**What to work on**.
Which of the lines in the records below hold the string "tail"? Copy every one of them.

(Point-per-instance localization data)
########################################
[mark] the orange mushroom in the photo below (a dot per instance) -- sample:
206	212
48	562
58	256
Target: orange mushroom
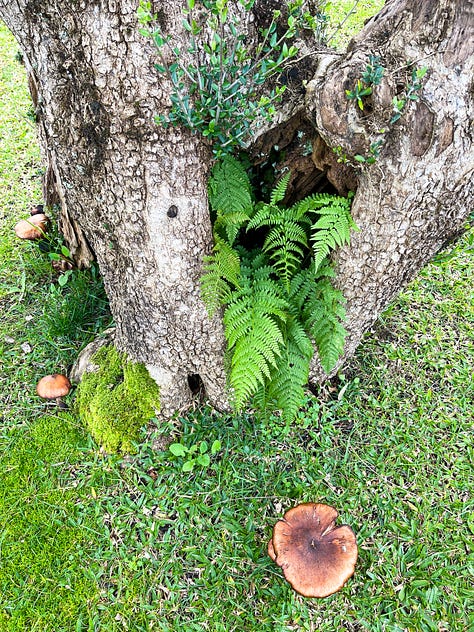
317	557
32	228
53	386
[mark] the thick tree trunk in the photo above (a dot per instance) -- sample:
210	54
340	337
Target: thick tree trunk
134	194
417	197
138	192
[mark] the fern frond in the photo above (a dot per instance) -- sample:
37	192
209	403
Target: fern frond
323	317
285	391
253	328
229	188
279	191
332	229
286	244
221	276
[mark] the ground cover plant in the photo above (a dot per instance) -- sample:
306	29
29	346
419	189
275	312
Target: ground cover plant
96	542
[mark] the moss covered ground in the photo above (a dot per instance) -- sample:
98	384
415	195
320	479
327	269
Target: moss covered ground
96	542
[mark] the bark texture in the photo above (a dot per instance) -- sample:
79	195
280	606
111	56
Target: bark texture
134	195
138	192
418	195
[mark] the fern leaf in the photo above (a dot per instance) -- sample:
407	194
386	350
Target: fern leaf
332	229
323	317
221	275
279	191
253	328
229	188
285	391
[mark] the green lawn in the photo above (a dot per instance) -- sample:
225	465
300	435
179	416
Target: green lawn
90	542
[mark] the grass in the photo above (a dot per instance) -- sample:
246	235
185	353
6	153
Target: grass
90	542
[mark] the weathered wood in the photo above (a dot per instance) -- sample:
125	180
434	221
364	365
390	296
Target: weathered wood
134	195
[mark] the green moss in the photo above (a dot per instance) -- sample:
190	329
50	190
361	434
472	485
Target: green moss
116	401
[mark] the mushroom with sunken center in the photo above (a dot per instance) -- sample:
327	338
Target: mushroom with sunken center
32	228
53	386
317	557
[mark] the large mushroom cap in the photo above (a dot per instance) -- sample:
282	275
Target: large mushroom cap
32	228
317	557
53	386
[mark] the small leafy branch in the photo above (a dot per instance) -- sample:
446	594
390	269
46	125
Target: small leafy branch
411	93
372	77
278	299
218	81
197	455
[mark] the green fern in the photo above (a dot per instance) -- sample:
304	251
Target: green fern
279	191
252	322
230	197
221	276
279	301
332	229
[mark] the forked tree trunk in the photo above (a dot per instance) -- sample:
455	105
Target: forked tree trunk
135	194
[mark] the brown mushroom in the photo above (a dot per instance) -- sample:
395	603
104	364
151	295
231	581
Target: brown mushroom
37	209
53	386
32	228
317	557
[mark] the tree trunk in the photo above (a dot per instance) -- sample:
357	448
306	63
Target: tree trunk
134	194
417	197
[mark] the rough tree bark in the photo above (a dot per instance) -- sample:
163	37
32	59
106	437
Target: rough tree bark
134	195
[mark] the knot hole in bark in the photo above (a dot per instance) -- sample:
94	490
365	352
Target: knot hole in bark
196	385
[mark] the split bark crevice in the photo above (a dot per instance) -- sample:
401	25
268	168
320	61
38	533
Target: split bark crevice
135	195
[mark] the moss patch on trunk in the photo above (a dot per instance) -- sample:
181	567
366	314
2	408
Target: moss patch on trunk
117	400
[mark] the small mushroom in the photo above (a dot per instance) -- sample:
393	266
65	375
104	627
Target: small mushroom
37	209
32	228
54	386
317	557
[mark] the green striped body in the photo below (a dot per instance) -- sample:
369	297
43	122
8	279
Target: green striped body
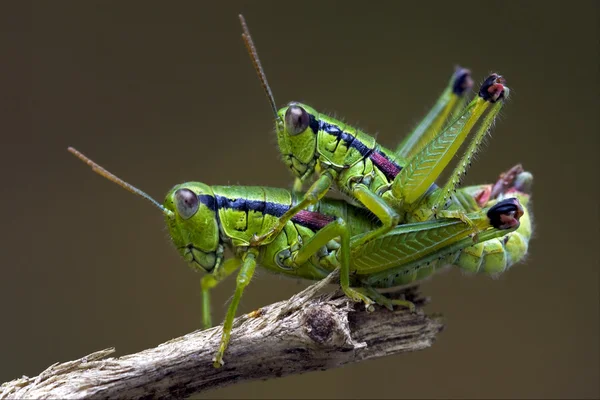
229	216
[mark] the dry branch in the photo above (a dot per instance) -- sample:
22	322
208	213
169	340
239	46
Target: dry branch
304	333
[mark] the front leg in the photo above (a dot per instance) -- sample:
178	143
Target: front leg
243	278
335	229
313	195
387	215
210	281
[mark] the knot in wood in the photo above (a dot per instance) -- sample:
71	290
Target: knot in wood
320	323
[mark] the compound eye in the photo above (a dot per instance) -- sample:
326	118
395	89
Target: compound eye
186	203
296	120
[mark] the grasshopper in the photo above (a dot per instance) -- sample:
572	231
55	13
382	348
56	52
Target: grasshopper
203	220
397	187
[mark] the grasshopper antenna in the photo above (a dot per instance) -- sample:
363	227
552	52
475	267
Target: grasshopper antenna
257	65
102	172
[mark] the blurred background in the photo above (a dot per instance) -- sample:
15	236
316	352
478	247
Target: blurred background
165	93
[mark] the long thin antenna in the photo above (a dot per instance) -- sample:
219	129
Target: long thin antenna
257	65
102	172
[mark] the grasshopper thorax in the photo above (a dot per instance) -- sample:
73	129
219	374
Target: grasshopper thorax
297	128
194	226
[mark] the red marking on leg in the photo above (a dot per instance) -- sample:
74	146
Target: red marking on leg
312	220
389	168
484	196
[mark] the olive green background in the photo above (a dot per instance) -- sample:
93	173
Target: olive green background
161	93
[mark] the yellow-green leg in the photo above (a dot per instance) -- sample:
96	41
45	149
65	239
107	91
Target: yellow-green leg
243	278
461	168
210	281
388	303
387	215
450	102
333	230
313	195
426	166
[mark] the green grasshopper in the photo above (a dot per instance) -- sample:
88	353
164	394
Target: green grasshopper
394	188
203	220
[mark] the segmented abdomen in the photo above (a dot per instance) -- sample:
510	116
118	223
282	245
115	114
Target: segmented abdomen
492	256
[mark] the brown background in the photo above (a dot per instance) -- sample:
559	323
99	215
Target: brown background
165	93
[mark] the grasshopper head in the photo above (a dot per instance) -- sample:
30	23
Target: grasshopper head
297	127
193	224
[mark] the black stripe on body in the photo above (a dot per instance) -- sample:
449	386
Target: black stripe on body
389	167
309	219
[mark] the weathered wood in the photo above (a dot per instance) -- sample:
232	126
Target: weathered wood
304	333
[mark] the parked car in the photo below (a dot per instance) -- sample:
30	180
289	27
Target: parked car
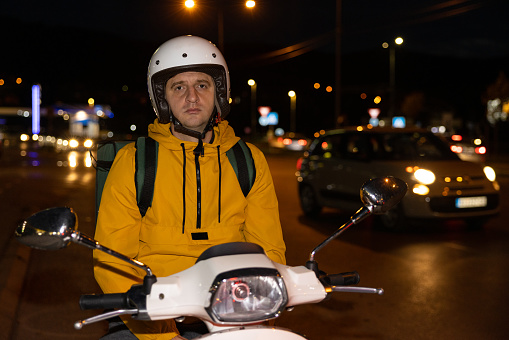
291	141
468	149
441	186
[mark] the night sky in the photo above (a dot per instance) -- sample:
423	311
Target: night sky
452	51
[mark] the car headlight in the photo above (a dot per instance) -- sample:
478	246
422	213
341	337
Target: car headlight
490	173
247	296
424	176
73	143
88	143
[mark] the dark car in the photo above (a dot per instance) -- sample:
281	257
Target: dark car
440	185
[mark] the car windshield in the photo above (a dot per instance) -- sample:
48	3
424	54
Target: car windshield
411	146
401	146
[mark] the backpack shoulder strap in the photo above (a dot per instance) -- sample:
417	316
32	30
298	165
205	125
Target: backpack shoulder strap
146	169
242	162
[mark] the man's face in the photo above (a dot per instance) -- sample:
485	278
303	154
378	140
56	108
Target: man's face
191	98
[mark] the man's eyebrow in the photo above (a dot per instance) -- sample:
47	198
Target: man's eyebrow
199	81
176	83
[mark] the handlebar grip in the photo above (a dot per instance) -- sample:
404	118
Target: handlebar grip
344	279
105	301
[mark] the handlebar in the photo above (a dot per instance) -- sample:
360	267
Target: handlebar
105	301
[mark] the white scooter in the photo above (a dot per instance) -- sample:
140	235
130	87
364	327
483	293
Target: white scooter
233	287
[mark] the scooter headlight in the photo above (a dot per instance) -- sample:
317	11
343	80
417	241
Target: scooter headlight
247	296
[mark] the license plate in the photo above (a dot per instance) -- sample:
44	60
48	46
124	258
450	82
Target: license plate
471	202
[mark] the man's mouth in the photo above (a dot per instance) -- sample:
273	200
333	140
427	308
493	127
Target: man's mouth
193	110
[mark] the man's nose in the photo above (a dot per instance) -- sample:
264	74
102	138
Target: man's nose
192	95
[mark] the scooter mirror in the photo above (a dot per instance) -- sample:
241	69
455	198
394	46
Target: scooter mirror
49	229
381	194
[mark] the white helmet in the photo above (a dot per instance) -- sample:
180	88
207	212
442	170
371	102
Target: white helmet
183	54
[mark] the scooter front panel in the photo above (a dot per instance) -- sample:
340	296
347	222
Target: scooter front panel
253	333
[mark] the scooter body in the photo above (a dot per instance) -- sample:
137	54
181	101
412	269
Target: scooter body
233	288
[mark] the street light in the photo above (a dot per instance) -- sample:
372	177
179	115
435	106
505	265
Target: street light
220	20
253	85
392	66
293	107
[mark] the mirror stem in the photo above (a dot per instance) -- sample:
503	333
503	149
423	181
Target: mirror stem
356	218
89	242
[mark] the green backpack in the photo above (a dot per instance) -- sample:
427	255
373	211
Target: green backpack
146	168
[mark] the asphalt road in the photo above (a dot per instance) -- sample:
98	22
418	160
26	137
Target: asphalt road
441	282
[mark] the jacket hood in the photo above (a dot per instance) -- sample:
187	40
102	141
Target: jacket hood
224	136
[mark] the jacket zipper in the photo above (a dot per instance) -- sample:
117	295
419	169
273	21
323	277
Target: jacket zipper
198	191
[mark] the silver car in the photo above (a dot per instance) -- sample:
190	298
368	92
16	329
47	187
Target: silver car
440	185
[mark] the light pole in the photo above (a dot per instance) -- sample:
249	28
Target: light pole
220	18
392	70
253	85
293	109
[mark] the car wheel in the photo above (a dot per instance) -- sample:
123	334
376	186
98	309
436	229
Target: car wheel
308	201
393	220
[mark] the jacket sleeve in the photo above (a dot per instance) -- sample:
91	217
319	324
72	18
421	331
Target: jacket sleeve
262	224
118	228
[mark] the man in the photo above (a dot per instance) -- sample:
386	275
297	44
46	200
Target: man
197	199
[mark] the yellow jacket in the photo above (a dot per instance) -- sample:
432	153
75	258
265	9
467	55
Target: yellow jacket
169	238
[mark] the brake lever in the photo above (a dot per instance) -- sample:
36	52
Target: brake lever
378	291
104	316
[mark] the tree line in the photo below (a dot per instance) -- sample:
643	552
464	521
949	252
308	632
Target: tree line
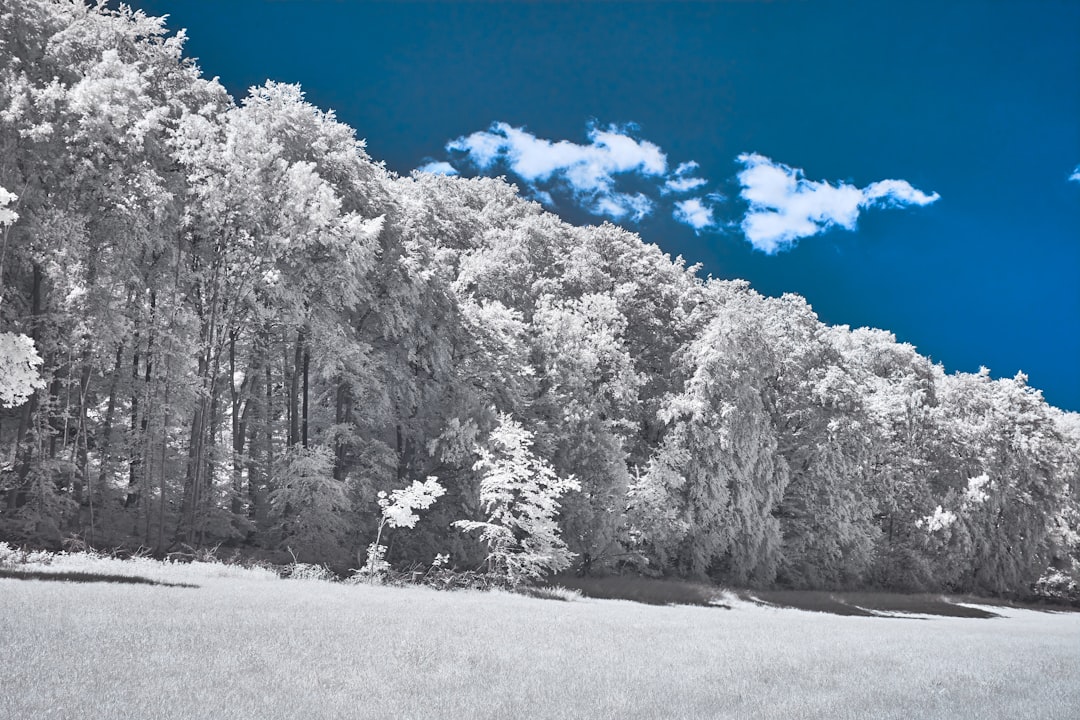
248	329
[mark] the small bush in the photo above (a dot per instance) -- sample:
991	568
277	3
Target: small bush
1056	586
550	593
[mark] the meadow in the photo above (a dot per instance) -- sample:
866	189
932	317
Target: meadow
221	641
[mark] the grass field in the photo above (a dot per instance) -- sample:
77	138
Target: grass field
246	644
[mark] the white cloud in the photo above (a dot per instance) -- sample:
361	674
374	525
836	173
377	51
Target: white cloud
588	171
682	179
694	213
784	206
437	168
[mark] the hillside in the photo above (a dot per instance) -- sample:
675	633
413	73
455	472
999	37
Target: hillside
247	328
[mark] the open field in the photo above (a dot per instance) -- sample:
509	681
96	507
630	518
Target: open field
243	644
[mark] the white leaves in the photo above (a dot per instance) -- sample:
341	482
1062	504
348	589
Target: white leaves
18	369
975	493
397	507
520	492
8	216
936	520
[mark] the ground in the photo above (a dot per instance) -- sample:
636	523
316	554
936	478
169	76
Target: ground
226	642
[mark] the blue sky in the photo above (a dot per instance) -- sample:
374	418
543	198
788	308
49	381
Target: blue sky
927	146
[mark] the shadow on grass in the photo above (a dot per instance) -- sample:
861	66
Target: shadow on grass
865	603
84	578
644	589
868	605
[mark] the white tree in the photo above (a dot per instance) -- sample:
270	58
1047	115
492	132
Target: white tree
397	513
520	492
18	357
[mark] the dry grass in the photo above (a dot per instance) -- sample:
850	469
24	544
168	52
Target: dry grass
246	644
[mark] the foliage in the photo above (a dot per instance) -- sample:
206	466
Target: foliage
223	323
520	493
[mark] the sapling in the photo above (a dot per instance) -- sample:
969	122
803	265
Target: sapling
397	512
520	492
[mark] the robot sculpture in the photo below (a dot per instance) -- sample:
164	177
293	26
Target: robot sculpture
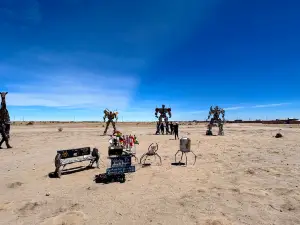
4	121
215	112
163	115
110	115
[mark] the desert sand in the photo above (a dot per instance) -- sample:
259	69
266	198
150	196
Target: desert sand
244	177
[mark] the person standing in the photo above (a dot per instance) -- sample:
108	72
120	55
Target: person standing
172	128
4	137
176	130
157	128
162	128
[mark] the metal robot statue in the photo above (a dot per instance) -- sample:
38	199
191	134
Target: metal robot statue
110	115
163	115
216	119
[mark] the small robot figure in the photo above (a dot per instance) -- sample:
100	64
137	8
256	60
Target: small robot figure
216	119
163	115
110	115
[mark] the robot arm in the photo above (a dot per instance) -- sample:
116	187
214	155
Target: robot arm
156	112
210	113
223	115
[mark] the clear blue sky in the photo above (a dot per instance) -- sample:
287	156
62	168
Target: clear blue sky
62	59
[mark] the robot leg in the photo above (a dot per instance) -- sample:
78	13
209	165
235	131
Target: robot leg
114	125
167	125
221	132
107	125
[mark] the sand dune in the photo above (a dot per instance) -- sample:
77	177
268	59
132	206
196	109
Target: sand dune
244	177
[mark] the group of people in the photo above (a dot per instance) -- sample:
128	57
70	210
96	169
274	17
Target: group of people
168	128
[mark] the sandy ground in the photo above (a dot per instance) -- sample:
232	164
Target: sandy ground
244	177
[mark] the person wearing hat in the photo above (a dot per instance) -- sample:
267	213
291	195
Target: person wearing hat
175	129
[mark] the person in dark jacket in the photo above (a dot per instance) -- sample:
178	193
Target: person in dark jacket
172	128
176	130
157	128
4	136
162	128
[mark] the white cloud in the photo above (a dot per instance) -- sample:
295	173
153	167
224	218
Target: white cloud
74	89
270	105
234	108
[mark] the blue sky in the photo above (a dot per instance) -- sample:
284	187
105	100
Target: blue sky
62	59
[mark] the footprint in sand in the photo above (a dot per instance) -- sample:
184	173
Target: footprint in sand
69	218
216	222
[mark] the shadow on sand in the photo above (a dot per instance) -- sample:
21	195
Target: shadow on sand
70	171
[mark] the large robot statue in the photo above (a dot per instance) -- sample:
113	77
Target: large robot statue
163	115
110	115
216	112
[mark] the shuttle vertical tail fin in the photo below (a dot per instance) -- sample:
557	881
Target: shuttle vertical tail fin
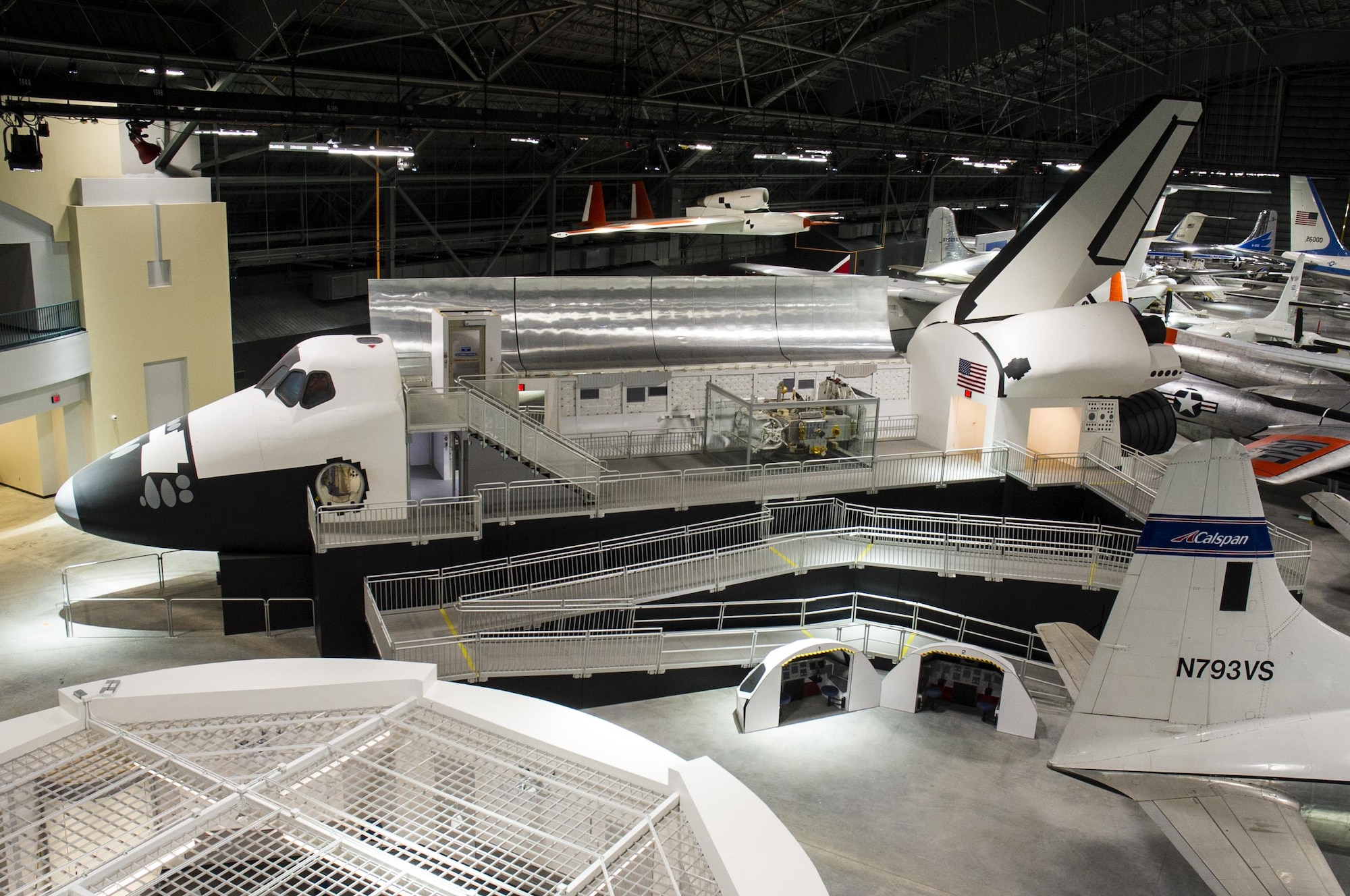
########################################
**Finished task**.
[mark] the shuttle vertical tail fin in the photo below (a dot per instance) -- sample:
Target: shuttle vertical tail fin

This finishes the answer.